Passage
Enterprises of national joint stock company Naftogaz of Ukraine reduced gas output in nine months by 0.5% to 14.326,3 billion cubic meters, including natural gas by 0.1% to 13.683,1 billion cubic meters. Other oil and gas mining companies working in this country increased in January to September the extraction of gas by 19% to 1.328,2 billion cubic meters, including natural gas by 18.5% to 1.199,1 billion cubic meters.
The 2007 gas output reduced by 1.2% on 2006, to 20.604,3 billion cubic meters, including natural gas by 1.1% to 19.532,2 billion cubic meters.
Gazprom has no plans to buy back its shares amid crisis
RIA Novosti cited Mr Alexei Miller CEO of Gazprom as saying that Russian energy giant Gazprom has no plans to buy back its stock due to the ongoing global financial crisis. He said that "No, we will not repurchase our shares.”
Mr Miller also said that Gazprom saw no risks for itself in spite of problems on global financial markets, adding that the price of natural gas supplied by the energy giant to Europe hit a historical high of USD 500 per 1,000 cubic meters on October 1. He also said that falls in global oil prices that are currently hovering under USD 90 per barrel would not damage Gazprom's pricing policy.
Mr Miller said "The work of gas sector enterprises is built on different principles and even if something critical happens on oil markets, gas companies always have at least six months to analyze their financial business."
Also in Bishkek, Gazprom signed a memorandum of understanding with the Kyrgyz government to cooperate in the privatization of branches of Kyrgyzstan's national gas supply company Kyrgyzgaz.
Under the document, the parties will comprehensively study the issue and draft general principles, options and main terms of Gazprom's participation in the privatization of the Kyrgyz government's stake in Kyrgyzgaz equaling 75% plus one share in the company's equity.

To-do list
1. Answer these questions using the gas industry news passage above.
(a) By what percentage did other oil and gas mining companies in Ukraine raise their gas extraction from January to September?
(b) What historical high did the price of Gazprom's natural gas to Europe reach on October 1?
(c) How large is the Kyrgyz government's stake in Kyrgyzgaz?
2. Write a continuation of the gas industry news passage above, starting right after its final sentence.

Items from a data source

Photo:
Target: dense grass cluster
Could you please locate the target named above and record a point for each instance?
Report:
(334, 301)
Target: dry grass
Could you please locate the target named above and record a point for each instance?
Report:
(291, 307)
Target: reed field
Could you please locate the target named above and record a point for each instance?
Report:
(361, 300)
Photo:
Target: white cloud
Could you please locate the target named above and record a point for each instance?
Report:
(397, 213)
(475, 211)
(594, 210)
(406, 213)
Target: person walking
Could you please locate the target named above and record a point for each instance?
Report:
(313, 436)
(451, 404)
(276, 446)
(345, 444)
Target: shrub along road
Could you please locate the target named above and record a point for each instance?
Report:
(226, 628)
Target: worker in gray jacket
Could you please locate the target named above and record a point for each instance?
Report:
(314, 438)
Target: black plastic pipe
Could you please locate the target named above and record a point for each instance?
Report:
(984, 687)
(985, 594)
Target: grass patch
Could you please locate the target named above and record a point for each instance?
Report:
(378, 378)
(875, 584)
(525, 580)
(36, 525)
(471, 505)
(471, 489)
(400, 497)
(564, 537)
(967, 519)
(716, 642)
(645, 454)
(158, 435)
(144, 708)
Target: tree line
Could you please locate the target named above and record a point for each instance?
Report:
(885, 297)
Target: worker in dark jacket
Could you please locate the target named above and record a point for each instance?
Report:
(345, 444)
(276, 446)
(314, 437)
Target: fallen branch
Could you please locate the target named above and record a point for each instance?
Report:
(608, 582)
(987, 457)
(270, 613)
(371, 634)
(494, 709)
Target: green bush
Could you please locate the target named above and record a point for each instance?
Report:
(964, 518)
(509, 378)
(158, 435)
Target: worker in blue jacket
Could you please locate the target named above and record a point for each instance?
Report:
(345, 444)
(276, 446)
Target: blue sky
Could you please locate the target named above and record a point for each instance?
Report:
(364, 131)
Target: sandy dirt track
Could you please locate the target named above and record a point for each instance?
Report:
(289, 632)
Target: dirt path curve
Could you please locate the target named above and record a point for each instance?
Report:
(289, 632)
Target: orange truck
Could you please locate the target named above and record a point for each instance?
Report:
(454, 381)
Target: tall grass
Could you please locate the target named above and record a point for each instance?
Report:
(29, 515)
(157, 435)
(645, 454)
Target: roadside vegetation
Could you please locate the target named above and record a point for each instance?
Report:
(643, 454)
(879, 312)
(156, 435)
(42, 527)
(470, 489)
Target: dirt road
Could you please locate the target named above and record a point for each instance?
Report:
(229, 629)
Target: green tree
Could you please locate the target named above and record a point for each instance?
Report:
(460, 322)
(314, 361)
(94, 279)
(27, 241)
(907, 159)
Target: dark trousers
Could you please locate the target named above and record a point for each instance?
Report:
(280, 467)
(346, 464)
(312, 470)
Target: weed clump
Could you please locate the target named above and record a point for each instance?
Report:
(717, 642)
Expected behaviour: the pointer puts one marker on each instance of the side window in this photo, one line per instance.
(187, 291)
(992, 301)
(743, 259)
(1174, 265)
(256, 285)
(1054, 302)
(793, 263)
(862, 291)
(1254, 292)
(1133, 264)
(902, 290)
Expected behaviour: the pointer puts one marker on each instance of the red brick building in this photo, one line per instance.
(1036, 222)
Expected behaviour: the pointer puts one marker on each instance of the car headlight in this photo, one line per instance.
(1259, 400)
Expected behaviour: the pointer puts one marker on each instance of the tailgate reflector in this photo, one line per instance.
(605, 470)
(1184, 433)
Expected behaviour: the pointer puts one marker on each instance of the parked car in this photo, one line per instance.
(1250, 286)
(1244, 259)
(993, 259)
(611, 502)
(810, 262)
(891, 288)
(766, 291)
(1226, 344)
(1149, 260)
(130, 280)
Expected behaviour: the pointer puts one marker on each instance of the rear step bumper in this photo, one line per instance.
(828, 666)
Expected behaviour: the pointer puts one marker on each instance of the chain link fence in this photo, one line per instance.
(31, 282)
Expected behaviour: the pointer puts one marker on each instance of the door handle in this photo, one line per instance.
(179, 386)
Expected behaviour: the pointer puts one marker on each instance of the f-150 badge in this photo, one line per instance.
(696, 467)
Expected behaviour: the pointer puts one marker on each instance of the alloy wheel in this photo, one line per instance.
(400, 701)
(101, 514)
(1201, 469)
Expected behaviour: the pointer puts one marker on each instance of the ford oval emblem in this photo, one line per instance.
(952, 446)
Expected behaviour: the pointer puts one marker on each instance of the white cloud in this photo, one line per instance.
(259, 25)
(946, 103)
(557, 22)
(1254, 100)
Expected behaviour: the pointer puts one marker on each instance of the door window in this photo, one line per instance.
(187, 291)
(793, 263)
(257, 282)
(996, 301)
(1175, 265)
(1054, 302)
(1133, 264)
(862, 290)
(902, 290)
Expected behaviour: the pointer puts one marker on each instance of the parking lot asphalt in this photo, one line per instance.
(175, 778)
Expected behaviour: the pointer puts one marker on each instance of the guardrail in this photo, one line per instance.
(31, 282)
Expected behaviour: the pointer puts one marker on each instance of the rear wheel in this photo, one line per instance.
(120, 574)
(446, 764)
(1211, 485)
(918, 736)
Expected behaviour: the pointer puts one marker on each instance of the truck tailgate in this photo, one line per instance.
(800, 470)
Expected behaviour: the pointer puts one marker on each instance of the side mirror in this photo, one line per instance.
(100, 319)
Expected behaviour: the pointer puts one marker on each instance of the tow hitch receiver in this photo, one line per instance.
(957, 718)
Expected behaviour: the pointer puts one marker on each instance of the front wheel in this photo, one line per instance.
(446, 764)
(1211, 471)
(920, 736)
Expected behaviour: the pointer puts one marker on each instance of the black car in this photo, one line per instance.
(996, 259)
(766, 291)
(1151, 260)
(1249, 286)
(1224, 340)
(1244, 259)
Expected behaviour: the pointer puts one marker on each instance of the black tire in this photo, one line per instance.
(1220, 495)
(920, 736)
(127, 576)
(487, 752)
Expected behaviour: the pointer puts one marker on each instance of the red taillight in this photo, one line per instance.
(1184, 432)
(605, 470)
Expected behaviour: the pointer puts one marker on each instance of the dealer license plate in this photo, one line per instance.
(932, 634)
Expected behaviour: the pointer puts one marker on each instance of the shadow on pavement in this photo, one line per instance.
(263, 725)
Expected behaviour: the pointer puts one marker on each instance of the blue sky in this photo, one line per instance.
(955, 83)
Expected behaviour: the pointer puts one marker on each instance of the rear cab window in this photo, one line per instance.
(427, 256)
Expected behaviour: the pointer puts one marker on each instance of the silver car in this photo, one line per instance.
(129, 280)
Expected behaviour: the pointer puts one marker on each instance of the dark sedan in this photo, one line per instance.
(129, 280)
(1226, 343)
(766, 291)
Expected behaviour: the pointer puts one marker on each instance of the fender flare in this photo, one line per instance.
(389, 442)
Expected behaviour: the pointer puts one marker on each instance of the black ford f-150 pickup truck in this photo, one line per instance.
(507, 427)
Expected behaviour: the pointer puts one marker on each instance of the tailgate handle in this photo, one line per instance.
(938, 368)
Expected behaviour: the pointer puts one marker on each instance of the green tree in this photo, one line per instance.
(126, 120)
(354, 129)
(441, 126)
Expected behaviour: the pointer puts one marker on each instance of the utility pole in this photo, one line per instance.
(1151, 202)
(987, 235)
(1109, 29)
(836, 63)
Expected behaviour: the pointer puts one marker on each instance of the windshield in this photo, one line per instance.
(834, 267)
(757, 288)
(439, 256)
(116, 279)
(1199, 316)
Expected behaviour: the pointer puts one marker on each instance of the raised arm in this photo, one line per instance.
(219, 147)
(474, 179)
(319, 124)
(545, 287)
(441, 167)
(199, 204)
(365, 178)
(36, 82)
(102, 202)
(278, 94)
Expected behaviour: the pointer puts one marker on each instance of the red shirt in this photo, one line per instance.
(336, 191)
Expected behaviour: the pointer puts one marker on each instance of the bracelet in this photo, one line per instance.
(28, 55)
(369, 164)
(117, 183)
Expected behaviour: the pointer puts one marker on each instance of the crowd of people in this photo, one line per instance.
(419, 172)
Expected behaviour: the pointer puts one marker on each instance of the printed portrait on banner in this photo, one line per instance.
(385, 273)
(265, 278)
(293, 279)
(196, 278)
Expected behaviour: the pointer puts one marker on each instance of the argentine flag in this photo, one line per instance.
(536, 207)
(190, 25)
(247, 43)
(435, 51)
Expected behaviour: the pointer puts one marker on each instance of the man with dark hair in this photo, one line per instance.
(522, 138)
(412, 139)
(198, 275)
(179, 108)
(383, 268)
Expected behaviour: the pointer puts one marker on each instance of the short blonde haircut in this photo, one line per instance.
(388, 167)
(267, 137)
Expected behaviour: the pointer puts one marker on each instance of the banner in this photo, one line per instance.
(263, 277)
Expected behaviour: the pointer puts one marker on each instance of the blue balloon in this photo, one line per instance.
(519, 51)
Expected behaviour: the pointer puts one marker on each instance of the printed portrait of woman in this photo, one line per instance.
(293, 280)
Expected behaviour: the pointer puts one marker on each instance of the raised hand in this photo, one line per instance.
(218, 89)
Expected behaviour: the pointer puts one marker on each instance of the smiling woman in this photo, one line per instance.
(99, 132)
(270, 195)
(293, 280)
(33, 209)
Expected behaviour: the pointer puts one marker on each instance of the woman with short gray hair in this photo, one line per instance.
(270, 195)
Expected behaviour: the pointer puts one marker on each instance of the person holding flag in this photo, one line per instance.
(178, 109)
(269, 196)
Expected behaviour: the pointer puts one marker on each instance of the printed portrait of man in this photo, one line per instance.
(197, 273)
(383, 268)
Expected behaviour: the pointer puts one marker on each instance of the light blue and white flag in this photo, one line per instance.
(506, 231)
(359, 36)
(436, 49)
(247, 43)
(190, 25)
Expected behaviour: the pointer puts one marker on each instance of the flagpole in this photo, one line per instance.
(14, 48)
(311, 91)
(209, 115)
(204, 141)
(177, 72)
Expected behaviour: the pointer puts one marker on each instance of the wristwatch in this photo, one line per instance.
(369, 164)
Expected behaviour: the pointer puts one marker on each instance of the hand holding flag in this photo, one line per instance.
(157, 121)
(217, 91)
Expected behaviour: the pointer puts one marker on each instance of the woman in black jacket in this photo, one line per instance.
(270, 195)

Solved problems
1.
(a) 19%
(b) USD 500 per 1,000 cubic meters
(c) 75% plus one share in the company's equity

2.
Russian refineries could use half of ESPO pipeline oil
Interfax reported that oil refineries in Russia could use half of the oil earmarked for the first phase of the Eastern Siberia-Pacific Ocean pipeline. Initial capacity at the ESPO terminus, the port of Kozmino, will be 15 million tonnes a year compared to the pipeline's capacity to transport 30 million tonnes.
As per report, original plans called for delivering the difference to China on a 67 kilometer branch pipeline. However, the issue of building the branch, from Skovorodino to the Chinese border, remains unresolved. If the branch pipeline issue hasn't been resolved by the time ESPO is ready for startup in late 2009, Transneft believes the extra oil could be delivered to refineries in Komsomolsk and Khabarovsk, which are currently supplied with crude delivered by rail. The officials did not specify the route that crude from ESPO would take to the refineries.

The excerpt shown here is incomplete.